--- Begin Recorded information ---

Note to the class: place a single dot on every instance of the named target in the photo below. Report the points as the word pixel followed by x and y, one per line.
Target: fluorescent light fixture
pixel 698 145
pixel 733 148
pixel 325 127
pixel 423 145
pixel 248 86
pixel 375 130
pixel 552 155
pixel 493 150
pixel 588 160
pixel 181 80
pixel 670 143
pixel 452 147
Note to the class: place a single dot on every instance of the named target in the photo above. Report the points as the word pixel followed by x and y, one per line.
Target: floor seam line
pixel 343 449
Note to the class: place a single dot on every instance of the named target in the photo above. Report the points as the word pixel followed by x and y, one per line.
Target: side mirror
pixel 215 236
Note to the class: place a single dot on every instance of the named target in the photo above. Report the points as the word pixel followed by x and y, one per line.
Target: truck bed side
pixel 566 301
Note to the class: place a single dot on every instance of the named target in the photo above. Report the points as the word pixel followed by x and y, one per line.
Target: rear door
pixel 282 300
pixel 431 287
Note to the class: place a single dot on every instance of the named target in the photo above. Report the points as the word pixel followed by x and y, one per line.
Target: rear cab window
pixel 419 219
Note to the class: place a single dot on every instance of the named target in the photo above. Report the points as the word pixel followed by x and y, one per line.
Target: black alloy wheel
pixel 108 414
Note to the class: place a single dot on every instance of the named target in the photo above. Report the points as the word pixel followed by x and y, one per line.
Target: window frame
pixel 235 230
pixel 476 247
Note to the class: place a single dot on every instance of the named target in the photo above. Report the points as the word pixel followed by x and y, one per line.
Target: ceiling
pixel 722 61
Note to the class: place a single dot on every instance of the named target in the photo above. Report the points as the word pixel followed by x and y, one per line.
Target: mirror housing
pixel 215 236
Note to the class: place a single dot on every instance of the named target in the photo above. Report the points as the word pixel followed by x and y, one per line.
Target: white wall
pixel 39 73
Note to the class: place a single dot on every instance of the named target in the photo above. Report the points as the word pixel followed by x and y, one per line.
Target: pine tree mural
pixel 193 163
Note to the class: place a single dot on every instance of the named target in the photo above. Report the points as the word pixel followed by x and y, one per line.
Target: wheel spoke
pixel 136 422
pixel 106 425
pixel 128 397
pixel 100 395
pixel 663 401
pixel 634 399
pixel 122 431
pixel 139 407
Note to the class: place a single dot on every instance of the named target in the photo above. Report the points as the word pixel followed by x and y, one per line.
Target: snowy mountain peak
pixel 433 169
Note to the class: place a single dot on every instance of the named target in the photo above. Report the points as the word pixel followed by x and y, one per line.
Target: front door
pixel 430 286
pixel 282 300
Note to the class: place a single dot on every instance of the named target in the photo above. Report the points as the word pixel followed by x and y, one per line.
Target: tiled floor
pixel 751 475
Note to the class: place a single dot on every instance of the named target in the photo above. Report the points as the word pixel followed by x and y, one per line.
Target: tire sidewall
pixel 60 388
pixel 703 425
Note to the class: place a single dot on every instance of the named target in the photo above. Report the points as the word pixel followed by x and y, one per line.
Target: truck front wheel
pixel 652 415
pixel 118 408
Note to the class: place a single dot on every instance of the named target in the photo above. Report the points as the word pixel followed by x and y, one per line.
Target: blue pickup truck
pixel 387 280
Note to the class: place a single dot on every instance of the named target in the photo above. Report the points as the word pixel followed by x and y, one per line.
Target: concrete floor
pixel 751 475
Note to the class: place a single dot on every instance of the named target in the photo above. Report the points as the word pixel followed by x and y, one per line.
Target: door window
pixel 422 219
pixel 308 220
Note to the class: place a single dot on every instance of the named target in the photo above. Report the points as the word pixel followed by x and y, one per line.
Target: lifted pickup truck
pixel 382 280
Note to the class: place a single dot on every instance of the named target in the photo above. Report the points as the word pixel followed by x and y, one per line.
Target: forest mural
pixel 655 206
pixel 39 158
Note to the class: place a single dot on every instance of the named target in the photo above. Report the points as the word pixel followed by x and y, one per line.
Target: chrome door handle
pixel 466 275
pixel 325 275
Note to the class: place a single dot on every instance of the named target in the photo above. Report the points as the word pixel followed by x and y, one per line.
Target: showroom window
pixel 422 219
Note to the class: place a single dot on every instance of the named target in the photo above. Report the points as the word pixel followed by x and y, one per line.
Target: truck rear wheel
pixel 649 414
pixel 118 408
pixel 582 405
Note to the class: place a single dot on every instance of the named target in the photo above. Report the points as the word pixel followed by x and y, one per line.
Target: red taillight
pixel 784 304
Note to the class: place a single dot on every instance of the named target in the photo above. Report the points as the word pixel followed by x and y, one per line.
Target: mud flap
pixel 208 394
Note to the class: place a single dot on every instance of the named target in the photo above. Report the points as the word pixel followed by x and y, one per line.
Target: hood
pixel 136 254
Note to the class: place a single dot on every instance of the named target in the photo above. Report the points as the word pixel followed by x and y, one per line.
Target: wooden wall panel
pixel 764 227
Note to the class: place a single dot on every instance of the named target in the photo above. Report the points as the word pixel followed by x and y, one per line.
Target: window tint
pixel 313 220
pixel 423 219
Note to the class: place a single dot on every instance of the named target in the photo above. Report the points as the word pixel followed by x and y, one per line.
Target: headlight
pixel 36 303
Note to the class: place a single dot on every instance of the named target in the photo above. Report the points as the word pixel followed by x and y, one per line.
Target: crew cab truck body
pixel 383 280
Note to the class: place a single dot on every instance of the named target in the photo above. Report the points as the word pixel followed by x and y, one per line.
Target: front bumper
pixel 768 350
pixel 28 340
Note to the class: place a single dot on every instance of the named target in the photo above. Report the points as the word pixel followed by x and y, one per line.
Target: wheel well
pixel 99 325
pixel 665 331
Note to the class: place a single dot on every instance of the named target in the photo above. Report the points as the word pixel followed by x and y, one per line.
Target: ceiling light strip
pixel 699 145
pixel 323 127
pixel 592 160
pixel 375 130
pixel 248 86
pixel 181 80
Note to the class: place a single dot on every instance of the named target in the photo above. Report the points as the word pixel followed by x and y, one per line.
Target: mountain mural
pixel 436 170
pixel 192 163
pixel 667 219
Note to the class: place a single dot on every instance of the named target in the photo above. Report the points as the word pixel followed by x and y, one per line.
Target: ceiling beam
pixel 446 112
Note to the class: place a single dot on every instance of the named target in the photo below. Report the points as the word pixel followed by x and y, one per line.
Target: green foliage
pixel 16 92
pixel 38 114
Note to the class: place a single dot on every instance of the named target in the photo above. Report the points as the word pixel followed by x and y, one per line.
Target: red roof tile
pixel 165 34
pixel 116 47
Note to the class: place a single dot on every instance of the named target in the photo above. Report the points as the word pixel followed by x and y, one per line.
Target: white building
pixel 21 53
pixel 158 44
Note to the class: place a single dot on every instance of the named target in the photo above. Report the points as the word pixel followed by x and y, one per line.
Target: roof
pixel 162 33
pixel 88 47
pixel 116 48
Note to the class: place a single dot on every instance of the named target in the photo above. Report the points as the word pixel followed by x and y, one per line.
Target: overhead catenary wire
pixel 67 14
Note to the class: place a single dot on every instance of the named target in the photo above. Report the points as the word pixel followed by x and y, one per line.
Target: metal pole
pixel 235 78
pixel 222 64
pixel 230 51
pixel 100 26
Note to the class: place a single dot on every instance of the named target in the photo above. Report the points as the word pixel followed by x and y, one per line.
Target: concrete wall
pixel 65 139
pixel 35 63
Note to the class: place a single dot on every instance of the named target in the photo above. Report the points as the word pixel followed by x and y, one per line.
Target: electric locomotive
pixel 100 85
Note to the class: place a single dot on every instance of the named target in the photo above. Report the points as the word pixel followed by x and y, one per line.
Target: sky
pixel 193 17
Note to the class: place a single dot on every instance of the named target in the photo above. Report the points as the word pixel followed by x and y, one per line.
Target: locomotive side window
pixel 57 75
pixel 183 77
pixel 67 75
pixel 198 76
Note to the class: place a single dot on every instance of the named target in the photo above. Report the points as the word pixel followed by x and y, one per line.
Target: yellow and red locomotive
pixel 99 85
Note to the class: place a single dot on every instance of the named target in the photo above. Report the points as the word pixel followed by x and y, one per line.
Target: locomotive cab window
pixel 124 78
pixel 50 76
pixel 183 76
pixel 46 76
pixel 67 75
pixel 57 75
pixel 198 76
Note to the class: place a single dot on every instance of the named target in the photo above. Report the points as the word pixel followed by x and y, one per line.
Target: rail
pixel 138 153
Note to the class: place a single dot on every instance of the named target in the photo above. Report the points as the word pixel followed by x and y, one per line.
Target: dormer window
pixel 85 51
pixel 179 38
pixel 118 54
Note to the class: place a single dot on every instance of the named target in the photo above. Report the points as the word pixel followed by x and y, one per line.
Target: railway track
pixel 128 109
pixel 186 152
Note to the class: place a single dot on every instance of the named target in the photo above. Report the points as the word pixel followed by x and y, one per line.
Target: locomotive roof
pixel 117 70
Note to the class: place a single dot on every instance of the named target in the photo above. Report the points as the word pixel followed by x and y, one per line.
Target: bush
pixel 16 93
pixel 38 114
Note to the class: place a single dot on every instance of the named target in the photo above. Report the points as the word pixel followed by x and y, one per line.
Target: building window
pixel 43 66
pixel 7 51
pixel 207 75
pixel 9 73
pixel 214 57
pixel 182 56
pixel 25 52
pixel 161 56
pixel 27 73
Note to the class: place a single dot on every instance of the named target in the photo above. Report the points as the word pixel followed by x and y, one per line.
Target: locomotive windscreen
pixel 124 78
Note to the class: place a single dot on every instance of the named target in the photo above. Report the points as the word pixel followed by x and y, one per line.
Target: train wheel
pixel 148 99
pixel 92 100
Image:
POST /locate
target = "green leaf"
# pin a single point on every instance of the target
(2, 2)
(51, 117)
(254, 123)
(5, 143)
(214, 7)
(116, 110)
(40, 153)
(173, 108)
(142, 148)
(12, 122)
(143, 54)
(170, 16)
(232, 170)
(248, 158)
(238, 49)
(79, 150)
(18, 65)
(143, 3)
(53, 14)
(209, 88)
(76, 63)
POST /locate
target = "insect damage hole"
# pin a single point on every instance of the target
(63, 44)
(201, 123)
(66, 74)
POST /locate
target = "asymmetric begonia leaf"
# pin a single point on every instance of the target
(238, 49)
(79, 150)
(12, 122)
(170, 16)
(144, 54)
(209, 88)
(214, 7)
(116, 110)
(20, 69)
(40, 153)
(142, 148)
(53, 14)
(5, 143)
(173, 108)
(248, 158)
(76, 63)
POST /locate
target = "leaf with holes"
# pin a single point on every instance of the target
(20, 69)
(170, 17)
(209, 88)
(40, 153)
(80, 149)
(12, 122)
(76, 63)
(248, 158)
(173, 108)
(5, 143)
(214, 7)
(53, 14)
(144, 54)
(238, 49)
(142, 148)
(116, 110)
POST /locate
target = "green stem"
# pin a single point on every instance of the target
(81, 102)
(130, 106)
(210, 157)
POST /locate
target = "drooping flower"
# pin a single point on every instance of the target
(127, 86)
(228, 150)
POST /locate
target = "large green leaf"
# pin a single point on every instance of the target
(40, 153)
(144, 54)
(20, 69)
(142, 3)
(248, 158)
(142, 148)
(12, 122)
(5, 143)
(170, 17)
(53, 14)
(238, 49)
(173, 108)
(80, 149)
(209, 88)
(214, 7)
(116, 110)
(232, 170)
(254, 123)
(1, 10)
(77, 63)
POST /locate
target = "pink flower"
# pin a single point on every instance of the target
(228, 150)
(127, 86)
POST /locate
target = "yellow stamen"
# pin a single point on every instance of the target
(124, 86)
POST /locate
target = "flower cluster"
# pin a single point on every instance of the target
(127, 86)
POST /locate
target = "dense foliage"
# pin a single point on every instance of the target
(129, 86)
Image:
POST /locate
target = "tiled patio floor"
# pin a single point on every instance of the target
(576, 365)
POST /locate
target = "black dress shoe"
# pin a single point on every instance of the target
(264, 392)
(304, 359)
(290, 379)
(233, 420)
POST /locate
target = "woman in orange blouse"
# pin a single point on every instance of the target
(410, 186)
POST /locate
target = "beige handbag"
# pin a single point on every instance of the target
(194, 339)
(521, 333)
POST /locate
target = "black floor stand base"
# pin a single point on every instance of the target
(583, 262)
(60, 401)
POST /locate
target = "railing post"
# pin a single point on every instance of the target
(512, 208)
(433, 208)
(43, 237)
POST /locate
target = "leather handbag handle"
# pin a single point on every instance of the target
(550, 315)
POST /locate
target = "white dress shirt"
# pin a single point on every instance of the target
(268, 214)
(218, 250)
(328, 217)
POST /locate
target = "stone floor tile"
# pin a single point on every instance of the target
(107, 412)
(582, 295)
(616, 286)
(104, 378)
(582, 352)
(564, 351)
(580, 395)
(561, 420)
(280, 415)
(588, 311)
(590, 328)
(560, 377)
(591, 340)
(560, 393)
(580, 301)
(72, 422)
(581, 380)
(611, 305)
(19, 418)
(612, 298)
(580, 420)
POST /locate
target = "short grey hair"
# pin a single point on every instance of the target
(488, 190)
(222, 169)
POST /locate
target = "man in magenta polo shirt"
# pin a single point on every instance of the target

--- End Recorded information ---

Description of the task:
Please copy the listing word for word, starting with its first line and ending with the line that contains "pixel 452 147", including both of those lines.

Output:
Note to the class: place a single dot on every instance of the named target in the photo below. Report the points as the word pixel followed by x and y, one per line.
Target: fluorescent light fixture
pixel 698 145
pixel 733 148
pixel 325 127
pixel 423 145
pixel 248 86
pixel 375 130
pixel 552 155
pixel 493 150
pixel 588 160
pixel 181 80
pixel 670 143
pixel 452 147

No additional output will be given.